(Your task) Repeat the data in full. Drop every picture.

Source data
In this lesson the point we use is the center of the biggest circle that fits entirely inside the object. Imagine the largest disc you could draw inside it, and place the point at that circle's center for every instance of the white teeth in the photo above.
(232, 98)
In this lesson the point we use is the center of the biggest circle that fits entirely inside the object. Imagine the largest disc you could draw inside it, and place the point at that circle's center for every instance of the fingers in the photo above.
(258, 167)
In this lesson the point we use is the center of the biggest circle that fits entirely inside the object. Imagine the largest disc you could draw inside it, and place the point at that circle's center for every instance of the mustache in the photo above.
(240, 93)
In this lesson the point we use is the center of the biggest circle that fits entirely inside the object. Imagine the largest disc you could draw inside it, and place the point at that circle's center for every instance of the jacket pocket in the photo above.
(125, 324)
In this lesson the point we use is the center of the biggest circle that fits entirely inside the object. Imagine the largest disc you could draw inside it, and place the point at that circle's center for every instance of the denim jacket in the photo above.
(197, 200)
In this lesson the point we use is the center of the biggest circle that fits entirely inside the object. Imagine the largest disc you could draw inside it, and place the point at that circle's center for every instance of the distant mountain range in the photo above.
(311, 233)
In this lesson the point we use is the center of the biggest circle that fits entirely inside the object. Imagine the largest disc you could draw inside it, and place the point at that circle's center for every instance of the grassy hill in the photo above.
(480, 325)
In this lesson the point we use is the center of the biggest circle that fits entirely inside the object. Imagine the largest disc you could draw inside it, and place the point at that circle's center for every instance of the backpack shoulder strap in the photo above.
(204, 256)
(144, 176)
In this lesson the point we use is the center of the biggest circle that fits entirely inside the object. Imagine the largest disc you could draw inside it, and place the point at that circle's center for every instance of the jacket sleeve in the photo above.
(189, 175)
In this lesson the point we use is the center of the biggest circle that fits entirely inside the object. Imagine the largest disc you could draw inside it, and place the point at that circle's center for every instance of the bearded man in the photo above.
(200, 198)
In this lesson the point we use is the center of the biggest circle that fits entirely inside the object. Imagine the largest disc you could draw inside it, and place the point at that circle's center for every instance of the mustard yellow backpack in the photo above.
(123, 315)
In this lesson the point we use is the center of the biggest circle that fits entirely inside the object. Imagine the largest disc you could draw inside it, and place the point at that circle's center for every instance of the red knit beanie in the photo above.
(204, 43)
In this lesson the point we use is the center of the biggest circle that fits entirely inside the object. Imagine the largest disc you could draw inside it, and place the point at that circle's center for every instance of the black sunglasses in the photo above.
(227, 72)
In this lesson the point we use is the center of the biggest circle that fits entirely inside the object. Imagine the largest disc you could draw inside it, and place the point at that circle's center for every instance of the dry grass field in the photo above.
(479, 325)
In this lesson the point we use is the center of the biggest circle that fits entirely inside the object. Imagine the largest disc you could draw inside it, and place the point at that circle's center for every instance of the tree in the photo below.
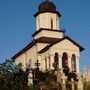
(12, 77)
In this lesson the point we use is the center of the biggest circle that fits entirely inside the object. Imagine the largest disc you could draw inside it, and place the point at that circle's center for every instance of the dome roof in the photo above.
(47, 6)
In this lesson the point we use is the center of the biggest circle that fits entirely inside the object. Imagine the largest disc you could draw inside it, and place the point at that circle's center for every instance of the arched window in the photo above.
(51, 23)
(65, 60)
(73, 62)
(56, 61)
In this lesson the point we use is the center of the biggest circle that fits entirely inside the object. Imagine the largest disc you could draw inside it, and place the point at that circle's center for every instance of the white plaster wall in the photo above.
(51, 34)
(42, 65)
(43, 20)
(26, 56)
(69, 48)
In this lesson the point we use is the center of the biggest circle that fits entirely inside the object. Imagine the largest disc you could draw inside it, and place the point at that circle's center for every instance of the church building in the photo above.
(50, 46)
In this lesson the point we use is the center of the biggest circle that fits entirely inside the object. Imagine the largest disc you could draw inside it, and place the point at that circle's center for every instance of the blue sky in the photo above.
(17, 24)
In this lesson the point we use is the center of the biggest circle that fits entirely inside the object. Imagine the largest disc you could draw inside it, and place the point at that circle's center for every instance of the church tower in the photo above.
(47, 20)
(50, 47)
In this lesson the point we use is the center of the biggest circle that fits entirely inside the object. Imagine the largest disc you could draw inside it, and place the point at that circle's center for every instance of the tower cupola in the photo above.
(47, 6)
(47, 21)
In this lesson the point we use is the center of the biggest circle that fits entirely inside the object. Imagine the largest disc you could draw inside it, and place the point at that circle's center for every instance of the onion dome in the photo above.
(47, 6)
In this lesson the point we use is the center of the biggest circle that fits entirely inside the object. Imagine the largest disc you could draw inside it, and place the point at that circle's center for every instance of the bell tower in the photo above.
(47, 16)
(47, 21)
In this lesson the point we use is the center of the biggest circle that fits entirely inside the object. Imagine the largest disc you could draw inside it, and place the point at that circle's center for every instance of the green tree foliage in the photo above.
(12, 77)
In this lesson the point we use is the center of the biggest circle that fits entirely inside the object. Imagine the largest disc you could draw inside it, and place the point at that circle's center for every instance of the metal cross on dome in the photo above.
(37, 64)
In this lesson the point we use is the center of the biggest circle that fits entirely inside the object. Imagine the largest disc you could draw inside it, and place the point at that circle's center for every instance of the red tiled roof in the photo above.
(66, 37)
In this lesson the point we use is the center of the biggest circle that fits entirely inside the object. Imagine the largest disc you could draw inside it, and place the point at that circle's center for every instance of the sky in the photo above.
(17, 24)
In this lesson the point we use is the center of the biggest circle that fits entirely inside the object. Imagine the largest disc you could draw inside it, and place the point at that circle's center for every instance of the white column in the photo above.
(60, 61)
(52, 61)
(69, 63)
(77, 65)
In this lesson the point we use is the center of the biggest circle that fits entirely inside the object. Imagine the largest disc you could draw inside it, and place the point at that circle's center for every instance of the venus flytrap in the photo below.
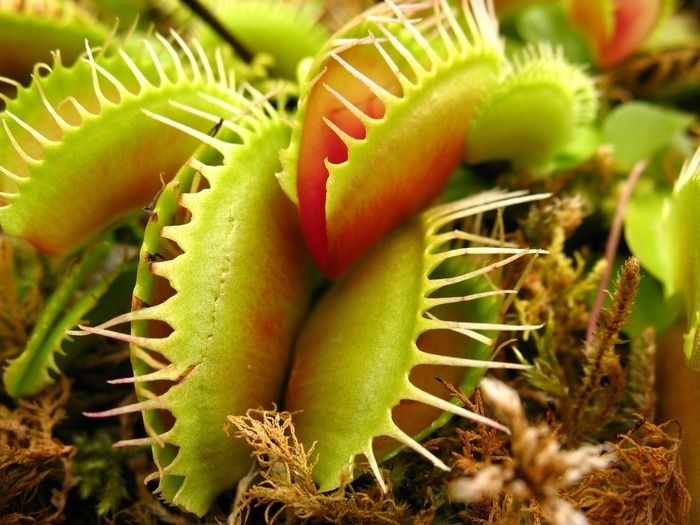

(Response to this task)
In this lesson the point we use is the center of the biggest circle that fits entirely inside the object. Imagine the largest disc you could draw inside it, and place the point at that circle's center for every instance of the white teeth in the photo above.
(232, 98)
In this lesson the point we use is the center of the biggest circle that fits entirely inside the object. Imagine the largest disc you could draw inside it, and place the point at that circle's center for every instance of the fingers in the photo above.
(258, 167)
In this lesson the point we use is the center of the biggest circle that fits entirely inside the object. Imagine the largest disc you could draw inside it, and place the point at that circle's center for every instance of the mustache in the photo above.
(240, 93)
In this lesson the point we use is the center of the biggest circle that fits entirely inside the object. Imagine the largest disc you could draw inside it, and place the point at that circle's center for every instance of the jacket pocket in the photo above.
(125, 324)
In this lesson the point we use is the center of the biggest circle that fits entirely inside the object. Imagine the largest disc you could draw inside it, and place the point at that circle's center for every instance of the denim jacket in the photo above.
(197, 200)
In this lesson the point we use is the center of the biggest circle that fits entirely inside the object. Imagine the largest disc you could draw inside it, and place the point at that circle's center for every instance of the distant mountain range in the photo above.
(311, 233)
In this lesson the point we use is the center of the biggest circle that fits entirely inside the object. Imagine the largest disc you could draw inside it, and place the point at that circle's center for every instance of the grassy hill in the photo above.
(480, 325)
In this lesson the point we use is the center of the biggest circle that fits entirely inside the object. Imagine the largest disc you could draw inside it, and place the point at that circle's center for every instance of the backpack shoulder strap in the photo above.
(204, 256)
(144, 176)
In this lesson the point we use is the center of the biggest circle that fits entirely inside the object. Imagine the largest disc you could draw inside it, and place the point at that circle's center for every instance of the jacket sleeve in the photo above.
(189, 175)
In this lesson the point we use is the center of the biggest circle that fits entirely inside the object. Imagine the largest disc you could draw inside it, and place the point at that circle's center for every instance of the bearded man in the photo above.
(200, 198)
In this lesson the point we use is the center of the biggest circle that fits entirely inside the object. Imagine the largest disc you could draw inside it, and place the point at that circle's center for every instance of the mustard yellow backpack in the photo above.
(123, 315)
In this lesson the point we use is the center of the biggest circle that fits entirely inside the object. Imagine the largest disc you could draw inside it, and place the point at that circle's center for every instance of the red knit beanie in the photo above.
(204, 43)
In this lesson the point we use is the center of the biggest circle that fits entirely inside the object. Imagine the largest disc you could draw inside it, and place the point at that circle's center for every instance of the black sunglasses in the photo above.
(227, 72)
In this lesson the point we use is the center of the biggest circle that fits entirely inside the object. Imagine the largest disc you could draw inside it, and place the point at that circle's center for every instance of the dry grass field in the photo above.
(479, 325)
In this lesson the point we use is the center of the biggest circle that fits entirely inside the object. Imagine the largest disc you could draw inside it, and place the point at that circle's center for every instance of the tree in the photo below.
(12, 77)
In this lesson the point we use is the center of the biggest circle that fits entirely inside the object. Imagine the largest disc you could draw inside it, and place the point at that circle's center for every instance of the dome roof in the photo above.
(47, 6)
In this lesson the point we use is the center of the biggest circle that fits entirely inside the object. Imagine the largest disc you could draw inside it, and place the point at that circle's center for every instance of the arched window in the photo above.
(51, 23)
(65, 60)
(73, 62)
(56, 61)
In this lesson the point we use is the center of the biggest circle that fits entirely inside the object. Imagine the largest disc you could draw inside it, and place the point at that circle's center for every instance of the white plaster wall in the photo above.
(51, 34)
(42, 65)
(43, 20)
(26, 56)
(69, 48)
In this lesson the point we use is the center of the biggest circle that fits entirely inside the object. Imagine the largest disc you could draw inside it, and place the point at that circle's center for every instance of the church building in the photo above.
(50, 46)
In this lesson the point we use is the center of the biggest circle that fits entirely inside the object. Imagine the largest disc you could draw inside it, and place the point at that circle's center for every instance of the blue sky in the photo above.
(17, 24)
In this lesson the point we use is the center of the biggest circle that fits entirely inside the object. Imagine the largest disc you could draw inside it, and place the point at that circle's center for every instance of the church tower in the photo above.
(47, 20)
(50, 47)
In this lesson the point we use is the center of the biggest circle that fits entirely inside the object. Imagine the largest disc you could draw inside it, and place the point at that circle's center for every instance of the tower cupola in the photo above.
(47, 6)
(47, 21)
In this lesson the point we use is the center of the biggest circle that fits entirely inside the object. Imagine the largest disc you could draw inside it, and place the point at that circle's center for every instance of the onion dome in the photo above.
(47, 6)
In this lesson the point we use is the center of the biggest circle that fits entirely inside the object. Imagine the largest disc you could draw inside it, and place the point at that circle's center for every instance of the bell tower in the photo above.
(47, 16)
(47, 21)
In this lesson the point we use is the center of the biggest circle that fits entirely inside the object. Imagine the largest disc you could draw inside it, and place the point at that circle's center for every instance of the green tree foliage in the photo above.
(12, 77)
In this lesson the point we use is the center of the biggest circle that fits entirely inside the object. Imagine the largest disc you could draw inside it, and place the point at that circle's center for every instance of the metal cross on dome in the photo above.
(37, 64)
In this lesson the point we use is the center of the biggest circle that fits entirely inside the object. Imagine the largest disc you could draw inside it, and place the point at that circle's center for every instance of the red tiled roof in the photo above.
(66, 37)
In this lesson the point we use is the center of the biggest circle that fits entirely inside the object. Imagine the largest disc you could draw inside it, and place the point at that circle's center for every instance of the sky in the photo above.
(17, 24)
In this lesson the point we use is the center of the biggest circle that fits entirely inside the object. Imagine the largest disc you could draw inside it, and place the point at that circle's center for every instance of the white column in the photo above.
(60, 61)
(52, 61)
(69, 63)
(77, 65)
In this lesson the point we use is the center of the biggest circle that fits entirely inside the object. Imagine the largest disc you could draw inside it, and place the point at that circle's center for every instance of the venus flytrap in the photo below.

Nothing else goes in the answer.